## 学習テキスト
++++++++++++++++++++
ジャンル・性格ともに個性的でバランスの取れた3人組

 バーチャルクリエイターを目指しているメリッサ・キンレンカ、元石油王の青年イブラヒム、帝国の女騎士フレン・E・ルスタリオという3人からなる『メイフ』。デビュー当初から仲の良さを感じさせる同期と、それぞれに路線が明確な活動は、2020年組でトップの躍進ぶりを見せる要因となっている。
 彼らの一番の特長は、やりたいことや交友関係が異なることで生まれるジャンルの豊かさだ。メリッサは音楽を中心にアーティストとしてのセンスをいかんなく発揮し、フレンは持ち前の明るさや感情の豊かさを前面に出したタレント路線、イブラヒムはゲーマーとしての駆け引きや運勝負の熱気を重んじるストリーマー路線で配信を行っている。また、その活動のジャンルを通して、他のにじさんじライバー達との交友を広げているのも特徴的と言えるだろう。
 3人とも性格は独特で、個別の配信を追っていると「本当に同期で上手く噛み合うんだろうか」と思ってしまうほど差異がある。それでいながら、一堂に会すると遠慮なく物を言い、お互いに楽しくつつき合うような関係性を見せてくる。距離感をわかっているからこその付き合いであり、安心して配信を見ていられる一団である。

『にじさんじARK』で大躍進したグループ

 彼らがデビューした2020年の初頭は、武漢での新型コロナウイルスの流行が取り沙汰され始めた時期である。現在ほどに外出やイベントを警戒視する風潮もなく、にじさんじもライブイベントの『にじさんじ JAPAN TOUR 2020 Shout in the Rainbow!』を大都市で開催するなど、リアル方面での盛り上がりを高めていた。
 そうした中で始まった配信活動は軒並み落ち着いた状況にあったし、急激な伸びを見せる兆候もなかった。徐々にコンテンツとファンを増やし、支持を固めていく流れが来るのだろうという雰囲気。それを打ち破ったのは、何気なく始まったARKでの同期コラボ配信だった。
 特に意識もせず初期リスポーン地点付近を根城にしたことで、先輩達との水資源を巡った緊張関係が幕を開け、サーバーに参加したライバー達を多く巻き込んだ大戦争へと発展していく。そんなダイナミックな出来事に当事者として深く関わったことで、のめり込んでいたイブラヒムだけでなく、ゲームに慣れないながらも自分なりの楽しみ方をするメリッサやフレンも内外から多くの注目を浴びることとなった。
++++++++++++++++++++
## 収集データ
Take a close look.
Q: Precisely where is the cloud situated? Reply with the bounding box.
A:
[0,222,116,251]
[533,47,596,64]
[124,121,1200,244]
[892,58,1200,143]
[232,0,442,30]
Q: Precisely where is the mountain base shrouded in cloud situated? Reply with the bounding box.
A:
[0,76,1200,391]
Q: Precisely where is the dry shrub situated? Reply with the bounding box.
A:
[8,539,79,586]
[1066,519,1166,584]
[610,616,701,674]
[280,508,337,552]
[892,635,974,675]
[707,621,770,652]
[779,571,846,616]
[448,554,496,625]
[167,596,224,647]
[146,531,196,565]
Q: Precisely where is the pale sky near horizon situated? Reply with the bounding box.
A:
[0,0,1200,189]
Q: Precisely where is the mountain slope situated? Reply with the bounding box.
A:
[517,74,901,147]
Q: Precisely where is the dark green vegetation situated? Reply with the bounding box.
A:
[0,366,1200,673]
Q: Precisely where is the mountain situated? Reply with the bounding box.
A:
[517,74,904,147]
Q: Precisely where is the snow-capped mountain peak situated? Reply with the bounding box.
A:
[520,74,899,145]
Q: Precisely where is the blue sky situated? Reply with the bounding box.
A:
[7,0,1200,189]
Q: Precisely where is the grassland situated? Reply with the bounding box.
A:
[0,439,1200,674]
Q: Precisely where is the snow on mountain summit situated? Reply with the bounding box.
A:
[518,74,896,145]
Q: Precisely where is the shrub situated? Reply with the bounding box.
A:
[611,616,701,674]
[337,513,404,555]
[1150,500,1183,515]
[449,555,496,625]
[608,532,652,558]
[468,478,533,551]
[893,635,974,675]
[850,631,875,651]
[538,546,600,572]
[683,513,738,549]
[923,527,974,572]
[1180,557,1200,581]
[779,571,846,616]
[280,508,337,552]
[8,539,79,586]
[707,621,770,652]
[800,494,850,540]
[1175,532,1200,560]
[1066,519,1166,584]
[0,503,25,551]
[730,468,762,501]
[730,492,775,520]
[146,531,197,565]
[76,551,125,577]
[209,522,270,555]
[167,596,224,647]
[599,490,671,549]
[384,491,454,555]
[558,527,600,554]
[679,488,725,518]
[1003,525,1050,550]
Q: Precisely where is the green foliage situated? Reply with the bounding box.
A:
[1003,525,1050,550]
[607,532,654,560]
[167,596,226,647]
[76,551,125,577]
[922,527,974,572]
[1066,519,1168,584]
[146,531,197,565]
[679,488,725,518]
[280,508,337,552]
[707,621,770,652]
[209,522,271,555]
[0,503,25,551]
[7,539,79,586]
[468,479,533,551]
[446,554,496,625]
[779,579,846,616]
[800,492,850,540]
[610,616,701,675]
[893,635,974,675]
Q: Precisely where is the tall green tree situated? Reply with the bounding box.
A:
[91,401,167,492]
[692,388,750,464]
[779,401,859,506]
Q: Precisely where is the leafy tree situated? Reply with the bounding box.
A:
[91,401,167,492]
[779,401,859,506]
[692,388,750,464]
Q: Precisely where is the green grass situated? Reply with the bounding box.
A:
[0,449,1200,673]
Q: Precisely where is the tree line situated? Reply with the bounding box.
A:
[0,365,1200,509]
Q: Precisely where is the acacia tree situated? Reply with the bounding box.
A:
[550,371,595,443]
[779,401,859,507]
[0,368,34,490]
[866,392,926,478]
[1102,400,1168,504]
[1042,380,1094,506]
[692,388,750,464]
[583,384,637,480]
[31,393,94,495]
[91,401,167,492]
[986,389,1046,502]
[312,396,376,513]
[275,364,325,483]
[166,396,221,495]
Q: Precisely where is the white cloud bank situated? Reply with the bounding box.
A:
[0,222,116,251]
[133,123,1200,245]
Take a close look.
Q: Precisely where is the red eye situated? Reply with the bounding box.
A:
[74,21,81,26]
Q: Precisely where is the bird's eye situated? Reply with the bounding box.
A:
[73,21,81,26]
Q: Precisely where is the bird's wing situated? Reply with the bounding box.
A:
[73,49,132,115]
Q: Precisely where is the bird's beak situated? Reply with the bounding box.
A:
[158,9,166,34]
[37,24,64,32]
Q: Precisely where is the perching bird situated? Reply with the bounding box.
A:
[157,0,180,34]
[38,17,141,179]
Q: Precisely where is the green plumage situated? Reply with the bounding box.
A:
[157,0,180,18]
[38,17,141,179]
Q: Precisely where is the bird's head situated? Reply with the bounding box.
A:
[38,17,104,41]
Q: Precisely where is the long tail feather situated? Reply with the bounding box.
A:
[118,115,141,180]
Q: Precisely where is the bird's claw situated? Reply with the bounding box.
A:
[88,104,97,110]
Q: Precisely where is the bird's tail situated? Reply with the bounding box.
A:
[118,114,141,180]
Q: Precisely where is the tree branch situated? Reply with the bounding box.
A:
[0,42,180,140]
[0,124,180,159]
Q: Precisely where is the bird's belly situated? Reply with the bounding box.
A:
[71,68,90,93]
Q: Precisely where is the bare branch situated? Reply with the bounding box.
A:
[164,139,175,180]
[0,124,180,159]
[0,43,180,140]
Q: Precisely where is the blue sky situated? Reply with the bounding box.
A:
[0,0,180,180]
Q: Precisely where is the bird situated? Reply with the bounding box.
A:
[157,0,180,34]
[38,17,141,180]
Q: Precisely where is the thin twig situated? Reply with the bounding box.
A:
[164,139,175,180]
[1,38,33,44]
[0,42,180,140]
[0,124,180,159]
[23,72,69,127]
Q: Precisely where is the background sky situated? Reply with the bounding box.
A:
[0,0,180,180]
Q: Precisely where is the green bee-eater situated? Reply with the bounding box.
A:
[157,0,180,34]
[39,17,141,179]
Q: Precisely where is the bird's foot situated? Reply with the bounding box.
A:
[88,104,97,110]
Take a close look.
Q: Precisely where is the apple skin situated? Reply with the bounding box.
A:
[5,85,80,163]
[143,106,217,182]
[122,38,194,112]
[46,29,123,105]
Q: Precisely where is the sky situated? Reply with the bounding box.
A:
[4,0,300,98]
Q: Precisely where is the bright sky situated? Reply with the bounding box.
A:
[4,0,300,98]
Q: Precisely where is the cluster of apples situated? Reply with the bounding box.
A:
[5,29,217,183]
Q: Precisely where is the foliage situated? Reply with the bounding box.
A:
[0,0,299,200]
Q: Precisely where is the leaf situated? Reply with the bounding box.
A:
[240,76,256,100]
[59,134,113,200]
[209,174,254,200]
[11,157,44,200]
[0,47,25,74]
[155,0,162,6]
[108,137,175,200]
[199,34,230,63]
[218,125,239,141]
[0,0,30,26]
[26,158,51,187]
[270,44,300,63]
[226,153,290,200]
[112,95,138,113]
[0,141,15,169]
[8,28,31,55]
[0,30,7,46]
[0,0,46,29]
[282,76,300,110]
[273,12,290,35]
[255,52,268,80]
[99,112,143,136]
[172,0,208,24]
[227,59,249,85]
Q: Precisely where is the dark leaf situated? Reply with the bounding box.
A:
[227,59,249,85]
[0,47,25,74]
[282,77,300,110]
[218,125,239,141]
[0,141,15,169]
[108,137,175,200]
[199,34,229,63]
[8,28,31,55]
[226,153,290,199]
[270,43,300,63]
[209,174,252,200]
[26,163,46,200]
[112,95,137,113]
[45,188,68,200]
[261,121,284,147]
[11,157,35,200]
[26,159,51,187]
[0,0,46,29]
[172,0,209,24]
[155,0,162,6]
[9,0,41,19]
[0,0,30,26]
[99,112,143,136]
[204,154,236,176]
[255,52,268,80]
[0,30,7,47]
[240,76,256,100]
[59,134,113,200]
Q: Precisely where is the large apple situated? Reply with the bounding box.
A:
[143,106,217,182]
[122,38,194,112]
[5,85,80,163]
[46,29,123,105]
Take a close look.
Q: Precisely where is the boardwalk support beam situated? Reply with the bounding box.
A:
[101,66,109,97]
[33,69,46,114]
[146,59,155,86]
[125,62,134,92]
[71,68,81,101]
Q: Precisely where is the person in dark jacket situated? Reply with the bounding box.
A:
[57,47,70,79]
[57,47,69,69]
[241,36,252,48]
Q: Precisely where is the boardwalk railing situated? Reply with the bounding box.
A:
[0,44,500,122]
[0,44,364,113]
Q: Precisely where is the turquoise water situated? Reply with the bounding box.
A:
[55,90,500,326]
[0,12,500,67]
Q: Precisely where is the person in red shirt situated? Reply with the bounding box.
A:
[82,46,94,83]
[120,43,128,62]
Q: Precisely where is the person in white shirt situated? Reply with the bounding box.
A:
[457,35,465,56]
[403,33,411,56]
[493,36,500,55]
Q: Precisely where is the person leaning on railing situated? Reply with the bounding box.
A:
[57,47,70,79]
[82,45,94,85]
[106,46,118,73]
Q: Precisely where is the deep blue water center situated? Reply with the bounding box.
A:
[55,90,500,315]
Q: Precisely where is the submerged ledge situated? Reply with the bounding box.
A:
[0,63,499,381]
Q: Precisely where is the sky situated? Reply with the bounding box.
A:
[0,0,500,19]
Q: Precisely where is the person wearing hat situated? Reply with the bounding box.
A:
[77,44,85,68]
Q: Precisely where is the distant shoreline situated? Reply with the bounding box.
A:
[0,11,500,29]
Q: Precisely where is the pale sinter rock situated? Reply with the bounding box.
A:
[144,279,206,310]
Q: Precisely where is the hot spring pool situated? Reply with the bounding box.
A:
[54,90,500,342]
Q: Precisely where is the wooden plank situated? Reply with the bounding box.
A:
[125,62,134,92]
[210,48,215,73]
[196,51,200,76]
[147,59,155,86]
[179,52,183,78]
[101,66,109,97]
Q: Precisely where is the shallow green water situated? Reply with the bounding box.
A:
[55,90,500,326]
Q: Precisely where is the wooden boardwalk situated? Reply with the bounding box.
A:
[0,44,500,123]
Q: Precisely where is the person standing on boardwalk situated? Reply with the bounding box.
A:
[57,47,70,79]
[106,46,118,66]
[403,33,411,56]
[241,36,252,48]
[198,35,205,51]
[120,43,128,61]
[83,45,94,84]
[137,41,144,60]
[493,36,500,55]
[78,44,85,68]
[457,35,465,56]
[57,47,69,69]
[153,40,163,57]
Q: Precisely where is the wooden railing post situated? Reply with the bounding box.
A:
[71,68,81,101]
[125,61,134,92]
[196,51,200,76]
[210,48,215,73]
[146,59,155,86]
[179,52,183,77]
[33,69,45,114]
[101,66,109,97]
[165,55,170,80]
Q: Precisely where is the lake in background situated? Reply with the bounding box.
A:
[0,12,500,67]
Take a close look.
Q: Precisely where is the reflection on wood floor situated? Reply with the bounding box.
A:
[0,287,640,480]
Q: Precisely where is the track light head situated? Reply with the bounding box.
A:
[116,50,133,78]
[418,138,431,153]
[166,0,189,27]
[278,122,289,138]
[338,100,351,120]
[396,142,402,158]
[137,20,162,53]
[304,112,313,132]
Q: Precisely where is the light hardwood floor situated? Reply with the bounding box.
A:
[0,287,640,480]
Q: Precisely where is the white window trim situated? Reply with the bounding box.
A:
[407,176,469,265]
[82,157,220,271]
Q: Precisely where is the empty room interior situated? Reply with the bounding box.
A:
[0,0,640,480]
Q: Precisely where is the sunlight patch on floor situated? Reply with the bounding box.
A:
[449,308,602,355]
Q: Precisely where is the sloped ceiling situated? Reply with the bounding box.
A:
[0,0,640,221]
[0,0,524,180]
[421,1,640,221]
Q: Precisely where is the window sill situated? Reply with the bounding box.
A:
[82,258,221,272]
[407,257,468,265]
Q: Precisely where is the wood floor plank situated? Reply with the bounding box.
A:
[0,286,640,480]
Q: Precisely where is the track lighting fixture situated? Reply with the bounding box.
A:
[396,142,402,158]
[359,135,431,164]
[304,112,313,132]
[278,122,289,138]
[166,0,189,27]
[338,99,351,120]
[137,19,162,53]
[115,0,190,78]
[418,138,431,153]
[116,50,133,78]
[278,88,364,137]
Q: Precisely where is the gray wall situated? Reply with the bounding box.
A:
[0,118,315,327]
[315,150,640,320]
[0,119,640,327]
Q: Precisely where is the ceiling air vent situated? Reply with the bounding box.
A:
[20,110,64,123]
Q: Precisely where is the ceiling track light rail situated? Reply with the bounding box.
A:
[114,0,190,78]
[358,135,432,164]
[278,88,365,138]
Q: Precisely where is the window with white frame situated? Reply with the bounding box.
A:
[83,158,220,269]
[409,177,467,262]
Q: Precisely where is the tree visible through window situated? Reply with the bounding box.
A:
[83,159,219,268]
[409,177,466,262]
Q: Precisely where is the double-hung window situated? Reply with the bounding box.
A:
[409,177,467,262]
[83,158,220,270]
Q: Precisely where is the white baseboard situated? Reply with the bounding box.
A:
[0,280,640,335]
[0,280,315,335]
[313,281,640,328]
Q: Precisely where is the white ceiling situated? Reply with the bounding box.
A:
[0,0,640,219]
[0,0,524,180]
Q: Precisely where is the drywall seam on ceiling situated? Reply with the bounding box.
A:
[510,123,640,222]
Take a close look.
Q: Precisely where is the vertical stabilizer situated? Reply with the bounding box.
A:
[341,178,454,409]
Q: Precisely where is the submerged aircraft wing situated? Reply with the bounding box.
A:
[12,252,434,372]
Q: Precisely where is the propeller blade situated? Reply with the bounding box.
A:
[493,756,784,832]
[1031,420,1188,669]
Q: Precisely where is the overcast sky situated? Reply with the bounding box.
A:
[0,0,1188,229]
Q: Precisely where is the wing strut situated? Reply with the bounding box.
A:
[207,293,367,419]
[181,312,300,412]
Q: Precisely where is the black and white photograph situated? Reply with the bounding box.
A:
++++++++++++++++++++
## 必須課題
[a] メイフについての文章から、「バーチャルクリエイターを目指」から「Kでの同期コラボ配信だった。」までのすべてを書き写しなさい。
[b] メイフについての文章によれば、ゲームに慣れないメリッサやフレンまでがARKでの配信で多くの注目を浴びたのはなぜか、1〜3文で説明しなさい。

## 記述解答
[a]
バーチャルクリエイターを目指しているメリッサ・キンレンカ、元石油王の青年イブラヒム、帝国の女騎士フレン・E・ルスタリオという3人からなる『メイフ』。デビュー当初から仲の良さを感じさせる同期と、それぞれに路線が明確な活動は、2020年組でトップの躍進ぶりを見せる要因となっている。
 彼らの一番の特長は、やりたいことや交友関係が異なることで生まれるジャンルの豊かさだ。メリッサは音楽を中心にアーティストとしてのセンスをいかんなく発揮し、フレンは持ち前の明るさや感情の豊かさを前面に出したタレント路線、イブラヒムはゲーマーとしての駆け引きや運勝負の熱気を重んじるストリーマー路線で配信を行っている。また、その活動のジャンルを通して、他のにじさんじライバー達との交友を広げているのも特徴的と言えるだろう。
 3人とも性格は独特で、個別の配信を追っていると「本当に同期で上手く噛み合うんだろうか」と思ってしまうほど差異がある。それでいながら、一堂に会すると遠慮なく物を言い、お互いに楽しくつつき合うような関係性を見せてくる。距離感をわかっているからこその付き合いであり、安心して配信を見ていられる一団である。

『にじさんじARK』で大躍進したグループ

 彼らがデビューした2020年の初頭は、武漢での新型コロナウイルスの流行が取り沙汰され始めた時期である。現在ほどに外出やイベントを警戒視する風潮もなく、にじさんじもライブイベントの『にじさんじ JAPAN TOUR 2020 Shout in the Rainbow!』を大都市で開催するなど、リアル方面での盛り上がりを高めていた。
 そうした中で始まった配信活動は軒並み落ち着いた状況にあったし、急激な伸びを見せる兆候もなかった。徐々にコンテンツとファンを増やし、支持を固めていく流れが来るのだろうという雰囲気。それを打ち破ったのは、何気なく始まったARKでの同期コラボ配信だった。

[b] 初期リスポーン地点付近を根城にしたことで、水資源を巡る先輩達との緊張関係が始まった。それがサーバーに参加した多くのライバー達を巻き込む大戦争へと発展し、3人はそのダイナミックな出来事に当事者として深く関わったからである。